***** Data for processing

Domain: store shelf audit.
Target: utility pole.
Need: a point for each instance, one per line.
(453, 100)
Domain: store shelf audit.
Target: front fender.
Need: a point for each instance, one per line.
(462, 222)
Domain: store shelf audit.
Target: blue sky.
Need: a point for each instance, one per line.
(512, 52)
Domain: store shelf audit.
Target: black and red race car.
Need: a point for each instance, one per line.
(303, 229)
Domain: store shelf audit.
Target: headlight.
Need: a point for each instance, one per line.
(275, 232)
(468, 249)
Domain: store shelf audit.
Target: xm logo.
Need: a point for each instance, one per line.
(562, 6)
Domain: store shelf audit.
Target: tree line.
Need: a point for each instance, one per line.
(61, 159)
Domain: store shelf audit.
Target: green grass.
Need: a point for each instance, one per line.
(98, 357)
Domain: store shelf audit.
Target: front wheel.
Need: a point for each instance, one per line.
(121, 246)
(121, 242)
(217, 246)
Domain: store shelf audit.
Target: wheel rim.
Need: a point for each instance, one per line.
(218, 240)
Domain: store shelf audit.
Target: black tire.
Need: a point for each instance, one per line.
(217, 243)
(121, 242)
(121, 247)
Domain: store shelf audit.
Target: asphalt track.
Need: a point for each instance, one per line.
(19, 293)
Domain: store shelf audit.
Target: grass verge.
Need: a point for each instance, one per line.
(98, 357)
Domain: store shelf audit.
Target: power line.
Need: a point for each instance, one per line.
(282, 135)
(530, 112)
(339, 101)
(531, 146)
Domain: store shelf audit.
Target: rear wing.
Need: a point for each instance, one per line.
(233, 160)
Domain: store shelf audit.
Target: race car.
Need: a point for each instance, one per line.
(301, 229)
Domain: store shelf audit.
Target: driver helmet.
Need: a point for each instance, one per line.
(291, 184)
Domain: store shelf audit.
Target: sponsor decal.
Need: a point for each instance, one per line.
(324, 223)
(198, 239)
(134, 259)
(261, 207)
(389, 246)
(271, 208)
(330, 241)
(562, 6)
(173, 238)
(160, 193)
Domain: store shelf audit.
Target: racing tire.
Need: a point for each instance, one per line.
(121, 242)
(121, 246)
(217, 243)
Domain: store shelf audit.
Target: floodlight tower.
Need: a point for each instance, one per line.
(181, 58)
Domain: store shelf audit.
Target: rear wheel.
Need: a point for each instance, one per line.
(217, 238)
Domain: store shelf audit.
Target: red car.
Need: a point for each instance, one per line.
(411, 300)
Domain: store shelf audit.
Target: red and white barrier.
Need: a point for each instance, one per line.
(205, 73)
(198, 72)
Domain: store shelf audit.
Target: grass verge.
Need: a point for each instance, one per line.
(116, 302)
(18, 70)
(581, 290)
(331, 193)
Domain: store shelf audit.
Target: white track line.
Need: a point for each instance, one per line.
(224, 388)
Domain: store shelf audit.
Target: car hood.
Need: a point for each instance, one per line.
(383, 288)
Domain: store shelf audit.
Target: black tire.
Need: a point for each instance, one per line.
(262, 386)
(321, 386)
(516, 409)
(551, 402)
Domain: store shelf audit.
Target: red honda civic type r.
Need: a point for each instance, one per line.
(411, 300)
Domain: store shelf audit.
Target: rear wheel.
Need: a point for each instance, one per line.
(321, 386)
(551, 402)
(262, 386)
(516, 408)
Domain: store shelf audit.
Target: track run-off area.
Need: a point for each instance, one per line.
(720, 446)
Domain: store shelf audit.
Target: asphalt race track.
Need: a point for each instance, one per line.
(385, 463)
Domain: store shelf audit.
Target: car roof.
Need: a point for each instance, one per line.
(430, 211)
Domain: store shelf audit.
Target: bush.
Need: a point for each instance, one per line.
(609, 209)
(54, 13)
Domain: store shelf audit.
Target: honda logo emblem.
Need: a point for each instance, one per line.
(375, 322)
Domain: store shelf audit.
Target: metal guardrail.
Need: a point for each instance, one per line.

**********

▶ _Written request_:
Copy all the entries verbatim.

▶ _Expected output_:
Domain: store shelf audit.
Target: utility pole.
Need: a point for each instance, one per line.
(453, 100)
Domain: store shelf audit.
Target: front fender.
Need: a point for each instance, one per line.
(462, 222)
Domain: store shelf audit.
Target: blue sky.
Need: a point for each instance, one per line.
(512, 52)
Domain: store shelf audit.
Target: black and red race car.
Need: a point for each instance, one per line.
(303, 229)
Domain: store shelf audit.
Target: headlight.
Need: a point for each instance, one per line.
(275, 232)
(468, 249)
Domain: store shelf audit.
Target: xm logo.
Need: a point for each instance, one per line.
(562, 6)
Domain: store shelf audit.
Target: tree line.
Need: a point for each instance, one per line.
(61, 159)
Domain: store shelf audit.
Target: green grass.
Need: a point for each instance, one per line.
(98, 357)
Domain: store shelf audit.
Target: front wheel.
Need: a point for each instance, one per line.
(121, 246)
(121, 242)
(217, 246)
Domain: store shelf audit.
Target: wheel rim.
Need: a point for each instance, one per line.
(218, 240)
Domain: store shelf audit.
Target: black tire.
Need: a point for each instance, one per line.
(217, 243)
(121, 242)
(121, 247)
Domain: store shelf audit.
Target: asphalt track.
Need: a point for each instance, one per line.
(19, 293)
Domain: store shelf audit.
Target: grass verge.
Need: a point for each instance, one per line.
(98, 357)
Domain: store shelf audit.
Target: power line.
Need: a point for each instance, one per line.
(282, 135)
(530, 112)
(339, 101)
(531, 146)
Domain: store shelf audit.
Target: rear wing.
Need: a point for each instance, one per line.
(233, 160)
Domain: store shelf audit.
Target: race car.
Need: a point for each instance, one per line.
(301, 229)
Domain: store shelf audit.
Target: driver helmet.
Need: a point for each instance, one per line.
(291, 184)
Domain: store shelf audit.
Target: sponsor decal.
Need: a point for each instance, one per line.
(324, 223)
(198, 239)
(134, 259)
(261, 207)
(389, 246)
(271, 208)
(330, 241)
(562, 6)
(173, 238)
(160, 193)
Domain: store shelf audit.
Target: racing tire.
Need: a point for each instance, one per line.
(121, 242)
(121, 246)
(217, 243)
Domain: store shelf audit.
Target: floodlight tower.
Need: a point for each instance, one per line.
(181, 58)
Domain: store shelf audit.
Target: rear wheel.
Need: a point for each instance, one per line.
(217, 238)
Domain: store shelf audit.
Target: red car.
Need: a point for each instance, one per line.
(411, 300)
Domain: store shelf audit.
Target: red and white barrier.
Need: a point for each instance, one per line.
(205, 73)
(198, 72)
Domain: store shelf audit.
Target: grass verge.
Need: a point for each instance, one per line.
(116, 302)
(18, 70)
(581, 290)
(331, 193)
Domain: store shelf audit.
Target: white track line.
Need: a point for each instance, one per line.
(224, 388)
Domain: store shelf audit.
Target: car hood.
Need: a point for each instance, one per line.
(383, 288)
Domain: store shelf audit.
Target: black tire.
Need: a point for each instance, one per line.
(262, 386)
(321, 386)
(516, 409)
(551, 402)
Domain: store shelf audit.
Target: red honda civic type r.
Need: a point for each instance, one per line.
(411, 300)
Domain: store shelf audit.
Target: rear wheel.
Need: a point for each instance, one per line.
(321, 386)
(551, 402)
(262, 386)
(516, 408)
Domain: store shelf audit.
Target: track run-off area.
Need: a point for each instance, one per line.
(720, 446)
Domain: store shelf audit.
Target: asphalt race track.
Need: a point for each instance, one per line.
(385, 463)
Domain: store shelf audit.
Target: car roof.
Need: a point for each instance, one per line.
(430, 211)
Domain: store shelf audit.
Target: bush.
Need: a point for each instance, one per line.
(609, 209)
(54, 13)
Domain: store shelf audit.
Target: honda logo emblem.
Need: a point for each instance, one per line.
(375, 322)
Domain: store shelf audit.
Target: metal guardrail.
Need: a point for each instance, one per line.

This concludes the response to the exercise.